━━ Text provided

OK, you see where I’m going.  I love Bernie (though TBH I would still prefer Warren), and I believe that he has a chance to prove the pundits wrong and win in November.  But there are two competing strategies to get there.  One strategy is to stay true to the vision, and attract new and alienated voters to the cause on the strength of Sanders’ consistently progressive message.  The other strategy would have Bernie gradually pivot in his messaging in order to attract moderates, independents and disaffected Republicans to his side in the general election.  You really can’t do both (Warren has tried to do that, and it hasn’t worked so far).  And there’s good evidence that the first, more straightforwardly progressive strategy is likely to fail—the pundits are unfortunately correct on this point.

Getting back to the 1972 analogy, the subtext here is that a lot of Sanders’ coalition believes, with some justification, that the Democratic Party establishment is fundamentally corrupt.  And much of the party establishment plainly despises Sanders.  The moderates want a candidate with broad appeal, and Biden, Bloomberg, Buttigieg and Klobuchar are all competing in that lane as of today.  This means that Sanders could win the nomination, just as McGovern did, with as little as 25% of the total primary vote.  

If Bernie doesn’t clear that bar, and nobody else does, we’ll have a contested convention.  That could be as ugly as 1968, or as futile as 1972.  In the best case, the delegates could winnow the candidates in successive ballots, or by an instant runoff process (if the rules would permit that).  We’d end up with a compromise candidate who might not be the person with the plurality or the most delegates going into the convention, but who was arguably more broadly acceptable than a factional candidate could be.  If that person isn’t Sanders, they’ll need consummate skill to placate progressives and attract independents at the same time.

━━━━
━━ Information provided

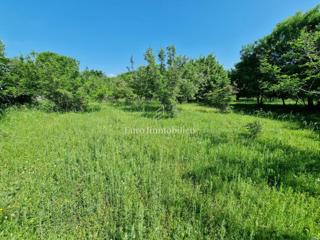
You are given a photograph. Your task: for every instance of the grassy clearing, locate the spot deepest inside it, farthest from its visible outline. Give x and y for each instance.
(78, 176)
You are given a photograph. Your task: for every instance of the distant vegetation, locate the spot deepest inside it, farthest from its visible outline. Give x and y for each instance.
(248, 171)
(55, 83)
(284, 64)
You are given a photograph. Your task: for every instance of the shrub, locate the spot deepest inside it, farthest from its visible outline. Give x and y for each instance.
(253, 129)
(220, 98)
(67, 101)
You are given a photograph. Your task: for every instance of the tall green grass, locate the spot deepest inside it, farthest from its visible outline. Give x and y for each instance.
(82, 176)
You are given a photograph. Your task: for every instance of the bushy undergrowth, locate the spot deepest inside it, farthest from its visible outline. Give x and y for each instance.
(89, 176)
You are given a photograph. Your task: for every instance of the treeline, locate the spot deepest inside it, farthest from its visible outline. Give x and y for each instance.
(284, 64)
(169, 78)
(49, 81)
(54, 82)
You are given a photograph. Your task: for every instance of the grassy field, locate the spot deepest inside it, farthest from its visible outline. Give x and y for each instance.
(95, 176)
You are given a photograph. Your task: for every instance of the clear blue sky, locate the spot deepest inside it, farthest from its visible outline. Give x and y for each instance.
(104, 34)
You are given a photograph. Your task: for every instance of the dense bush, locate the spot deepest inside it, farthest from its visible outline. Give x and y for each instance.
(174, 79)
(285, 64)
(50, 81)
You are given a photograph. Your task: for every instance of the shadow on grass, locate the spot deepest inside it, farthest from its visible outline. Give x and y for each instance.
(304, 117)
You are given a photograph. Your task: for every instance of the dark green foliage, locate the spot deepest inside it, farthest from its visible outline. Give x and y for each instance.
(176, 79)
(284, 64)
(50, 81)
(253, 129)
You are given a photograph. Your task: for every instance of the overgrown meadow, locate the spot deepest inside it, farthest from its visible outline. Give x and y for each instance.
(84, 176)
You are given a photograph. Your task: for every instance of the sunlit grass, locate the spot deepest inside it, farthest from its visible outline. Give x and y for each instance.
(80, 176)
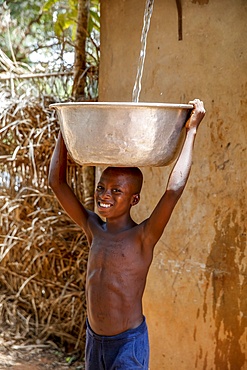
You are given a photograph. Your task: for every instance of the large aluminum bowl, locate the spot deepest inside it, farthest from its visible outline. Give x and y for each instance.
(122, 134)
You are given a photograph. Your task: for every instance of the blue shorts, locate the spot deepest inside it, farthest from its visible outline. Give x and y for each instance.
(125, 351)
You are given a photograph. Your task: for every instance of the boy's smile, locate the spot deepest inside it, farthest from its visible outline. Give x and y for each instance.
(114, 194)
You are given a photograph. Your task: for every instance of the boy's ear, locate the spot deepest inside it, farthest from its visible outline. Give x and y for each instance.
(135, 199)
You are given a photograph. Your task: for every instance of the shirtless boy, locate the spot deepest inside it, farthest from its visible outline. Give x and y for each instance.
(121, 252)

━━━━

#### What this exercise asks
**1)** Please rewrite everything in the passage on Sanders' campaign from "OK, you see" down to "on this point.", changing "pundits" to "commentators".
**2)** According to the passage on Sanders' campaign, with what share of the total primary vote could Sanders win the nomination?
**3)** Pick up the passage on Sanders' campaign after its final sentence and carry it forward.

#### Answers provided
**1)**
OK, you see where I’m going.  I love Bernie (though TBH I would still prefer Warren), and I believe that he has a chance to prove the commentators wrong and win in November.  But there are two competing strategies to get there.  One strategy is to stay true to the vision, and attract new and alienated voters to the cause on the strength of Sanders’ consistently progressive message.  The other strategy would have Bernie gradually pivot in his messaging in order to attract moderates, independents and disaffected Republicans to his side in the general election.  You really can’t do both (Warren has tried to do that, and it hasn’t worked so far).  And there’s good evidence that the first, more straightforwardly progressive strategy is likely to fail—the commentators are unfortunately correct on this point.

**2)** As little as 25%.

**3)**
The biggest problem for any Democratic presidential candidate lies in a fundamental asymmetry between the way the GOP and Democrats win state and national elections.  Ezra Klein has given the best analysis of this state of affairs: because the GOP is as ethnically and ideologically homogenous as the Democratic Party is diverse, and because the Electoral College and the provision of two Senators per state both significantly favor the GOP, Democrats usually cannot win elections the way Republicans do, by appealing primarily to their base.  Bill Clinton and Barack Obama both succeeded by running hard down the middle. 

Republicans candidates always play to the fear that Democrats in power will take away the little that you have, and give it to the undeserving.  This plainly racist appeal actually works on working class voters of all races.  Clinton and Obama were nimble enough to overcome it.  So far, Bernie doesn’t seem to be moving in that direction.  Yesterday, responding to AOC’s suggestion that a compromise on Medicare For All would still be a win for Democrats as long as it established a public option, Sanders responded that the four-year phase-in outlined in his plan “is, in a sense, already a compromise.”  Are skeptical voters really going to buy that?  I doubt it.  

Given that Trump is plainly dishonest, incompetent, corrosive to our political institutions, a horrible human being, and a total hypocrite when it comes to addressing the real needs of the people who voted for him, you would think that defeating him would be a straightforward process.  But given the extent of polarization both within the Democratic Party and in the general electorate, it won’t be.